--- START Text excerpt ---

Note: This bug is displayed in read-only format because the product is no longer active in Red Hat Bugzilla.
For bugs related to Red Hat Enterprise Linux 5 product line. The current stable release is 5.10. For Red Hat Enterprise Linux 6 and above, please visit Red Hat JIRA https://issues.redhat.com/secure/CreateIssue!default.jspa?pid=12332745 to report new issues.

Bug 228727

Summary: NFS mount failing from clustered resource
Product: Red Hat Enterprise Linux 5 Reporter: Andy Elmer <andy.elmer>
Component: nfs-utilsAssignee: Steve Dickson <steved>
Status: CLOSED NOTABUG QA Contact: Ben Levenson <benl>
Severity: medium Docs Contact:
Priority: medium    
Version: 5.0CC: dkovalsk, Matthew.Thyer
Target Milestone: ---   
Target Release: ---   
Hardware: x86_64   
OS: Linux   
Whiteboard:
Fixed In Version: Doc Type: Bug Fix
Doc Text:
Story Points: ---
Clone Of: Environment:
Last Closed: 2009-12-14 20:49:55 UTC Type: ---
Regression: --- Mount Type: ---
Documentation: --- CRM:
Verified Versions: Category: ---
oVirt Team: --- RHEL 7.3 requirements from Atomic Host:
Cloudforms Team: --- Target Upstream Version:
Embargoed:
Attachments:
Description Flags
bz228728.pcap.bz2 --> "mount -v asdfssghome01:/export/Home01/ir/elmerar /mnt"
none
bz228729.pcap.bz2 --> "mount -v -o noacl asdfssghome01:/export/Home01/ir/elmerar /mnt"
none
bz228730.pcap.bz2 --> "mount -v -o tcp asdfssghome01:/export/Home01/ir/elmerar /mnt" none

Description Andy Elmer 2007-02-14 17:19:08 UTC
Description of problem:
Unable to mount NFS filesystems from a VCS clustered host.  "mount" just
hangs/retries without success.  Mounting NFS filesystems from a non-clustered
system or using the *real* server name (not the cluster alias) works fine. 

How reproducible:
See below

Steps to Reproduce:
1.  See below
2.
3.
  
Actual results:
Ex.
server1 = file server (192.168.0.10)
homedir1 = hostname for clustered resource *currently* residing on server1
(homedir1 is basically an alias for server1) (192.168.0.11)

--- END Text excerpt ---
--- START Stored data ---

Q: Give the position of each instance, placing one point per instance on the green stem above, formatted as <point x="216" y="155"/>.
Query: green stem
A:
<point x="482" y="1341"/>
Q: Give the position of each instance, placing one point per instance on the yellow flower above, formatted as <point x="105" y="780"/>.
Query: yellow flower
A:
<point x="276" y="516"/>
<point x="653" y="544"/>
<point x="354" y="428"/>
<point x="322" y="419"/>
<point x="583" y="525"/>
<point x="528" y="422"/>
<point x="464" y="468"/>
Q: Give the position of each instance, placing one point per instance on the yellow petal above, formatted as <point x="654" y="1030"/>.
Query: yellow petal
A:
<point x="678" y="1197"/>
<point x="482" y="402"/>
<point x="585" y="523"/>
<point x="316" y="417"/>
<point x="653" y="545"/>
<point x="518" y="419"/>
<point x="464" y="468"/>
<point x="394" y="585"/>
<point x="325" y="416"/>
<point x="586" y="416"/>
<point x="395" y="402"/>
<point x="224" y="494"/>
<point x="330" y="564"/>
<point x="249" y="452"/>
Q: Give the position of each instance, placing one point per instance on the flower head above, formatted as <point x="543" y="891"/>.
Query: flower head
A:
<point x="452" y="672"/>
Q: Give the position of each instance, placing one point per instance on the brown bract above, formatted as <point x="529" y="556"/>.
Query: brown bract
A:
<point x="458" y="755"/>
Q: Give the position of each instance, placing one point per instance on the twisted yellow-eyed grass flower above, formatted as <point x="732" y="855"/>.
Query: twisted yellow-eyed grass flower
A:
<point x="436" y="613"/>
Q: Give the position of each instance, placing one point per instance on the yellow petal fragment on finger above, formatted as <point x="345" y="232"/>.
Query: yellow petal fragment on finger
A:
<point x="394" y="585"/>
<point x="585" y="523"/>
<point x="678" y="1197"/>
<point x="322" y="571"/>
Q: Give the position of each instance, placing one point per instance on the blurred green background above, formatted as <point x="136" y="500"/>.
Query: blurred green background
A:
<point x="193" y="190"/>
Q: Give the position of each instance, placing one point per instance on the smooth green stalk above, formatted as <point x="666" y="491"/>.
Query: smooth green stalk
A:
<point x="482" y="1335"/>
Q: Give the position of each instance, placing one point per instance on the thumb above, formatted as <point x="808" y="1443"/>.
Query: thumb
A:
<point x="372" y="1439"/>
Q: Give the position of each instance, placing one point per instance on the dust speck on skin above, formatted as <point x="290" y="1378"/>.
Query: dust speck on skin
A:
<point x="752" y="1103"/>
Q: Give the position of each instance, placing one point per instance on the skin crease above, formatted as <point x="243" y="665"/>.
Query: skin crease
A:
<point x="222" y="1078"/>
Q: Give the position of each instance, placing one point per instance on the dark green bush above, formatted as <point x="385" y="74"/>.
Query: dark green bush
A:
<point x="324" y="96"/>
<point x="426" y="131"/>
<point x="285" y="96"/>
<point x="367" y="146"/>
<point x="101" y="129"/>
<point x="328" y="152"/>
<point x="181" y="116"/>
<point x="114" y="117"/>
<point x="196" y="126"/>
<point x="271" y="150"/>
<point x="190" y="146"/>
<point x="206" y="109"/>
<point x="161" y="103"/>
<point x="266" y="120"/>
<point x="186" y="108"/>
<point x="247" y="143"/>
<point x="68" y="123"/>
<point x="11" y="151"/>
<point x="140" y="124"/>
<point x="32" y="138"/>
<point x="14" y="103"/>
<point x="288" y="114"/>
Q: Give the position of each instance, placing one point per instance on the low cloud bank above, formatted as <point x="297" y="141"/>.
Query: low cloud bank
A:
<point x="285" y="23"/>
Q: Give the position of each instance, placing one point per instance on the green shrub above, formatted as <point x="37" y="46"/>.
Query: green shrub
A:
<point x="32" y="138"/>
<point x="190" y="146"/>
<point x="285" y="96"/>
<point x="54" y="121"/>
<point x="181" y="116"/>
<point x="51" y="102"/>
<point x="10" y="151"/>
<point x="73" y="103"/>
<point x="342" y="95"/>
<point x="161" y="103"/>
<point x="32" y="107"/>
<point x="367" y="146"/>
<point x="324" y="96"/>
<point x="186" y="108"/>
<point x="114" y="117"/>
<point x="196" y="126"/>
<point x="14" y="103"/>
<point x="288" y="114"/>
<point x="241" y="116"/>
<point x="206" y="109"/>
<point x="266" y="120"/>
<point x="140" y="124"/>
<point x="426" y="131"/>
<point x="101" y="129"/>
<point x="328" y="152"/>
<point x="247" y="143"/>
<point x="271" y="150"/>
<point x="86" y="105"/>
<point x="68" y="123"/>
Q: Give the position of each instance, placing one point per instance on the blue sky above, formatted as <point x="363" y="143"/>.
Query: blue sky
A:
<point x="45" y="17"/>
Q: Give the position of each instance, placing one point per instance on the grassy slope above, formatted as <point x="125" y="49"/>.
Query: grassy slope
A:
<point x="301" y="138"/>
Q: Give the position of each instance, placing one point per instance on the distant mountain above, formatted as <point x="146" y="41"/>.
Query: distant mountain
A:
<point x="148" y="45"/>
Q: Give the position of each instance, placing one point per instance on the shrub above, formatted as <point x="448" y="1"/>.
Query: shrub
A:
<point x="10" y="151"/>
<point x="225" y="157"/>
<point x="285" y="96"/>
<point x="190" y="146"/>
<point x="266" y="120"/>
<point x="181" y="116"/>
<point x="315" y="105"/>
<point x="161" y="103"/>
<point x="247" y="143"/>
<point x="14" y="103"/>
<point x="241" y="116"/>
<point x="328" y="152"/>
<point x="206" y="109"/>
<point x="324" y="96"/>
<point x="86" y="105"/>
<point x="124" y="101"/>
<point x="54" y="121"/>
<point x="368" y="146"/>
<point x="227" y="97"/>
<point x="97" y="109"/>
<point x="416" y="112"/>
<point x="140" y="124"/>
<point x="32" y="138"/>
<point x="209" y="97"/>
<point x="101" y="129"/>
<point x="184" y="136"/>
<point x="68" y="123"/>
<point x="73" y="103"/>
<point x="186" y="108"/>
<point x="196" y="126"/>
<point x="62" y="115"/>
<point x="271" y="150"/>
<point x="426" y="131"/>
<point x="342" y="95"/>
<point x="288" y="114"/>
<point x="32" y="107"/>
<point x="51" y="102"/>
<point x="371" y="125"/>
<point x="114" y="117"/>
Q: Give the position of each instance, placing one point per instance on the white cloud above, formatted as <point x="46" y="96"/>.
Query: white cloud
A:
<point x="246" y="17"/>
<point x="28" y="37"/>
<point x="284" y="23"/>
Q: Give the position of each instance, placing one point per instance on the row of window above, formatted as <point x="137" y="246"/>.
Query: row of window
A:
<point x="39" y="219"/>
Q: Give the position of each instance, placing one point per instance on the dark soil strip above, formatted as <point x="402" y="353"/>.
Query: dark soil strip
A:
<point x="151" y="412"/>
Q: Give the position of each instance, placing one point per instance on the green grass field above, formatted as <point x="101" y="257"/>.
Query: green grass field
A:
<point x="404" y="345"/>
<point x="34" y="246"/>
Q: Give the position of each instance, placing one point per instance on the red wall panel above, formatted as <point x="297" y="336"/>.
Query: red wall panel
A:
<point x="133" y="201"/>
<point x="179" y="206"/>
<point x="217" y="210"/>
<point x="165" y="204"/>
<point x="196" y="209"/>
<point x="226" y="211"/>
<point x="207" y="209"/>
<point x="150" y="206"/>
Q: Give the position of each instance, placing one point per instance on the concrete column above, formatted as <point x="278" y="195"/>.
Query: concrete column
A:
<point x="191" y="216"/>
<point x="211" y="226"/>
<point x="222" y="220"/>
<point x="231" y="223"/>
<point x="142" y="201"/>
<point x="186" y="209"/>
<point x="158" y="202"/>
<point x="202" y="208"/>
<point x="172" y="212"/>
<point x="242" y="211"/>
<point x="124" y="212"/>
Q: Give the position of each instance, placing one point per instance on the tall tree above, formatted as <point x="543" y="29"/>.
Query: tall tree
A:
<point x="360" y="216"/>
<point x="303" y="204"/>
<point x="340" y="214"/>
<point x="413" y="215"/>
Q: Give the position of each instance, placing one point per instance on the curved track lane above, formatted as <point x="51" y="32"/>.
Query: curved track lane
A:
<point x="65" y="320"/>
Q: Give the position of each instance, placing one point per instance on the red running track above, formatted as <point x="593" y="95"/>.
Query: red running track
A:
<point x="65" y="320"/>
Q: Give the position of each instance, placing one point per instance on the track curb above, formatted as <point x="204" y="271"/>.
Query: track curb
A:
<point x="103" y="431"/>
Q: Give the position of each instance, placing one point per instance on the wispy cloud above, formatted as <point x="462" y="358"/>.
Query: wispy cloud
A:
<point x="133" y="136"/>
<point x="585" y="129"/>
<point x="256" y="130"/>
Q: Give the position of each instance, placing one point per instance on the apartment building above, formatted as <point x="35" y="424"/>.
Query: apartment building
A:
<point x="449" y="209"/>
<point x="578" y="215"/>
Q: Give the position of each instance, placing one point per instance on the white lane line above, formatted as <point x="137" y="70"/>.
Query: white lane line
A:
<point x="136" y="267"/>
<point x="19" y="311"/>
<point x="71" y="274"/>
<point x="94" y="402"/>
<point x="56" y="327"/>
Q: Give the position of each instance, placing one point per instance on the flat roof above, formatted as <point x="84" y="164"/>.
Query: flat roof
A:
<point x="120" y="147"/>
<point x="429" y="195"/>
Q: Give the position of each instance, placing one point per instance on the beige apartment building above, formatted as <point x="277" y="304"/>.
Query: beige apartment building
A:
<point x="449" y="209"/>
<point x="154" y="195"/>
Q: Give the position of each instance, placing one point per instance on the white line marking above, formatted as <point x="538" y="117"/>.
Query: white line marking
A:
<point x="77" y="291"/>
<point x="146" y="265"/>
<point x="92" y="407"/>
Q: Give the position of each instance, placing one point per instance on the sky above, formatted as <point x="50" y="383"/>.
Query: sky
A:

--- END Stored data ---

**Problems:**
a. Give again, word for word, everything in the NFS bug report from "server1 = file" down to "for server1) (192.168.0.11)".
b. Name every attachment file listed in the NFS bug report.
c. Go on with the NFS bug report from the point where it stops.

**Answers for this exercise:**
a.
server1 = file server (192.168.0.10)
homedir1 = hostname for clustered resource *currently* residing on server1
(homedir1 is basically an alias for server1) (192.168.0.11)

b.
bz228728.pcap.bz2
bz228729.pcap.bz2
bz228730.pcap.bz2

c.
*note:  while server1 & homedir1 have different names & IP's, they refer to the
same system.

mount -v server1:/nfs/point /mount/point
mount: no type was given - I'll assume nfs because of the colon
mount: trying 10.66.61.101 prog 100003 vers 3 prot tcp port 2049
mount: trying 10.66.61.101 prog 100005 vers 3 prot udp port 33966
(successful)

mount -v homedir1:/nfs/point /mount/point  
mount: no type was given - I'll assume nfs because of the colon
mount: trying 10.66.61.93 prog 100003 vers 3 prot tcp port 2049
mount: mount to NFS server 'asdfssgHome01' failed: timed out (retrying).
mount: trying 10.66.61.93 prog 100003 vers 3 prot tcp port 2049
mount: mount to NFS server 'asdfssgHome01' failed: timed out (retrying).
(unsuccessful)

Both commands above are mounting the same NFS point from the same server.


Expected results:
Filesystem should mount without problems.  Our RHEL3 & RHEL4 workstations have
no problems with this.

Additional info:
- NFS file server is a Solaris 8 system running Veritas Cluster Server.
- If I specifically specify TCP to the mount command (-o tcp), the mount command
works every time -- which doesn't make sense since mounting w/tcp should be the
default behavior.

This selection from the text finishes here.